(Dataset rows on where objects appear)
=-=-=-=-=
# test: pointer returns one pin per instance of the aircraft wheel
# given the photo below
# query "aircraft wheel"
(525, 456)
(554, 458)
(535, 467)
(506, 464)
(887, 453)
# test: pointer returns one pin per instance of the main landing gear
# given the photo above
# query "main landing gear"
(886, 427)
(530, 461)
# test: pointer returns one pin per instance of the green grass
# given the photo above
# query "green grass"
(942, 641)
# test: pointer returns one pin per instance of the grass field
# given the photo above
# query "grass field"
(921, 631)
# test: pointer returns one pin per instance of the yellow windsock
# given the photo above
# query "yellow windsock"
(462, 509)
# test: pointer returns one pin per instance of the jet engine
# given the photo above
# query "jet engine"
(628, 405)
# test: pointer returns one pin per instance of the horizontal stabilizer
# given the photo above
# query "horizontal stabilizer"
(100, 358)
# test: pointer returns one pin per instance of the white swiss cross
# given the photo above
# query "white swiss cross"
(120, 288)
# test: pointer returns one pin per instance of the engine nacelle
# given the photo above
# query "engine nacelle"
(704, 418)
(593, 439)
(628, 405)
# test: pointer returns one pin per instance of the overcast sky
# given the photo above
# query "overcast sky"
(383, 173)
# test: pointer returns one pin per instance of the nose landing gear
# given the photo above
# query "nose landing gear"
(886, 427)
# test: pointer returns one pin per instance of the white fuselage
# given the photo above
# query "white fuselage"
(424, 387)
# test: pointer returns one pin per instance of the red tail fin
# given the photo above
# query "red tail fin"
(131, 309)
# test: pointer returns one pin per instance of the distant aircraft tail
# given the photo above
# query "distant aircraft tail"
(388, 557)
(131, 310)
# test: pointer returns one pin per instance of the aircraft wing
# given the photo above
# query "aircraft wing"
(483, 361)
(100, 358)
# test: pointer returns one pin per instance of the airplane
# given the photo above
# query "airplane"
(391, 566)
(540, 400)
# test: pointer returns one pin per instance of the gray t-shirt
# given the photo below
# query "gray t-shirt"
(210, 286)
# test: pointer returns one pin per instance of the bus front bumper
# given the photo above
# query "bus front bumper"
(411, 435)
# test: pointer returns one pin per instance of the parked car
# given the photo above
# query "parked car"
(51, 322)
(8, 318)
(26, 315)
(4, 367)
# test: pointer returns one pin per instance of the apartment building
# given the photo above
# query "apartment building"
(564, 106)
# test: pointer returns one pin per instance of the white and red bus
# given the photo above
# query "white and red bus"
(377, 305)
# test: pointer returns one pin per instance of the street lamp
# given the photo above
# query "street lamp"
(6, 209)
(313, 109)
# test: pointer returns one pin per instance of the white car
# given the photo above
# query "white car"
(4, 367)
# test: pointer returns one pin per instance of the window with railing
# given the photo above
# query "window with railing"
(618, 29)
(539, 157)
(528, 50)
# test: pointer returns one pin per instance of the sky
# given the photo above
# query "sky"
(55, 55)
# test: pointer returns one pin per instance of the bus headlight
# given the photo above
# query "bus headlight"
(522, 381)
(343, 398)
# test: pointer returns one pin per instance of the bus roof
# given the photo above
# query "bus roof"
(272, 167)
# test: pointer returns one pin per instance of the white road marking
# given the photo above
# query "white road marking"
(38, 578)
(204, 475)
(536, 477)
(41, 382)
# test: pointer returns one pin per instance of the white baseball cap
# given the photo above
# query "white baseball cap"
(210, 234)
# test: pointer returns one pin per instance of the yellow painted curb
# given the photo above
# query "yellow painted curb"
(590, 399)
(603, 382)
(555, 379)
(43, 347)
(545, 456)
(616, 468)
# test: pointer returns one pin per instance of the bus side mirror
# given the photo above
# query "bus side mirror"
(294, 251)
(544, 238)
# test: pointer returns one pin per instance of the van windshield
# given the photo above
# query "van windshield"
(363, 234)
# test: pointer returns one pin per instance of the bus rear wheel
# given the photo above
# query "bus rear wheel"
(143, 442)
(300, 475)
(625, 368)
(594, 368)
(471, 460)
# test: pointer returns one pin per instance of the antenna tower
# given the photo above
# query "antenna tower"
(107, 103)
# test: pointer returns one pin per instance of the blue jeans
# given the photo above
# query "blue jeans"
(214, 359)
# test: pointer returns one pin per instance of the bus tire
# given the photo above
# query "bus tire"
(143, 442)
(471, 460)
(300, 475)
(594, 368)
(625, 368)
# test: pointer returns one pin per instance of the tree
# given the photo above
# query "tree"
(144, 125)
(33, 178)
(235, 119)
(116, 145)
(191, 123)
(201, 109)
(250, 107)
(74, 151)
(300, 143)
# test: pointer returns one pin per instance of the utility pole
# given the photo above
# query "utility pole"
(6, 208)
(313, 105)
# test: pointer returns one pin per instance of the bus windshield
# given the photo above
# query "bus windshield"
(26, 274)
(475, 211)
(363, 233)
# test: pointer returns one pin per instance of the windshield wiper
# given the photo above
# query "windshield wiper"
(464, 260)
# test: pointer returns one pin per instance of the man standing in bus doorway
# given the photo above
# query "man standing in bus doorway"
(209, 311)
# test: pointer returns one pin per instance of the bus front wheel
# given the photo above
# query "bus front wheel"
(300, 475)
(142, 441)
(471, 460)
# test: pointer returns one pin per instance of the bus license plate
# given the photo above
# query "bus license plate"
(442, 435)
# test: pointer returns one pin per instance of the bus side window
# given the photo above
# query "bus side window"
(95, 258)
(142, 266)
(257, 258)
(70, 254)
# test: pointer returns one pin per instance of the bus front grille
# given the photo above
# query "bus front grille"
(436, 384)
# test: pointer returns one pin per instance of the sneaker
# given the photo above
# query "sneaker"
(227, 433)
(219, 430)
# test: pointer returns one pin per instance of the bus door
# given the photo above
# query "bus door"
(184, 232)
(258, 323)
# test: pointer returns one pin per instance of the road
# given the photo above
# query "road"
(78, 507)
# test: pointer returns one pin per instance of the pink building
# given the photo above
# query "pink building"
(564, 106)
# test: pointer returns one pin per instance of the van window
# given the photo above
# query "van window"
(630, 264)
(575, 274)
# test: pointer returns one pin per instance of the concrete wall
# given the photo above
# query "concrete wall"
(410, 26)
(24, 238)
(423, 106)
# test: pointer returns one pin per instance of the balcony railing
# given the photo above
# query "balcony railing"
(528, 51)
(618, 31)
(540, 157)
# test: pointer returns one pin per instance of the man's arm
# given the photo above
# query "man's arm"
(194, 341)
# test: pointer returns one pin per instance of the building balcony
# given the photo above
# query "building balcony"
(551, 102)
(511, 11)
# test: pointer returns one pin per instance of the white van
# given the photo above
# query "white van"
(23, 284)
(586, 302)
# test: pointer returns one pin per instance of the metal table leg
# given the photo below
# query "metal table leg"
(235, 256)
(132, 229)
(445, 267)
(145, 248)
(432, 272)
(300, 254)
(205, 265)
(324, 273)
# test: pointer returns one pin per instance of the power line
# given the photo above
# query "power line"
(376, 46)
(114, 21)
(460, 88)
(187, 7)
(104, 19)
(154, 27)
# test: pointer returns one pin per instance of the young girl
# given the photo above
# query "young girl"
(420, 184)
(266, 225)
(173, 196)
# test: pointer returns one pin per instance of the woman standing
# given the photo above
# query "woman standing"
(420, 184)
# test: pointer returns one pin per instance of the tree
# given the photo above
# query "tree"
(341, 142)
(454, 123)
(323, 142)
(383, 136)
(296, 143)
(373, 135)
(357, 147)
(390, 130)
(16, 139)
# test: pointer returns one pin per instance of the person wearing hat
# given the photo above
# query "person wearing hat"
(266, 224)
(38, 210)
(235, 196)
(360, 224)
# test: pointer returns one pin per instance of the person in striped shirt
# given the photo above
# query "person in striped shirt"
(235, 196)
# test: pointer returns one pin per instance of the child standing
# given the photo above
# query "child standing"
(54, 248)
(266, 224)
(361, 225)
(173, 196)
=-=-=-=-=
Repeat exactly, and only, the lines from the one containing "the person wearing hat" through the end of the material.

The reply:
# test: pointer returns one pin per instance of the person wearing hat
# given the photo above
# query "person wearing hat"
(266, 224)
(38, 210)
(235, 196)
(360, 224)
# test: pointer returns one pin per instance of the person in striped shirt
# given the photo above
# query "person in striped shirt"
(235, 196)
# test: pointer returns one pin per instance of the child standing
# given the photo above
# query "child standing"
(54, 248)
(266, 224)
(361, 225)
(173, 196)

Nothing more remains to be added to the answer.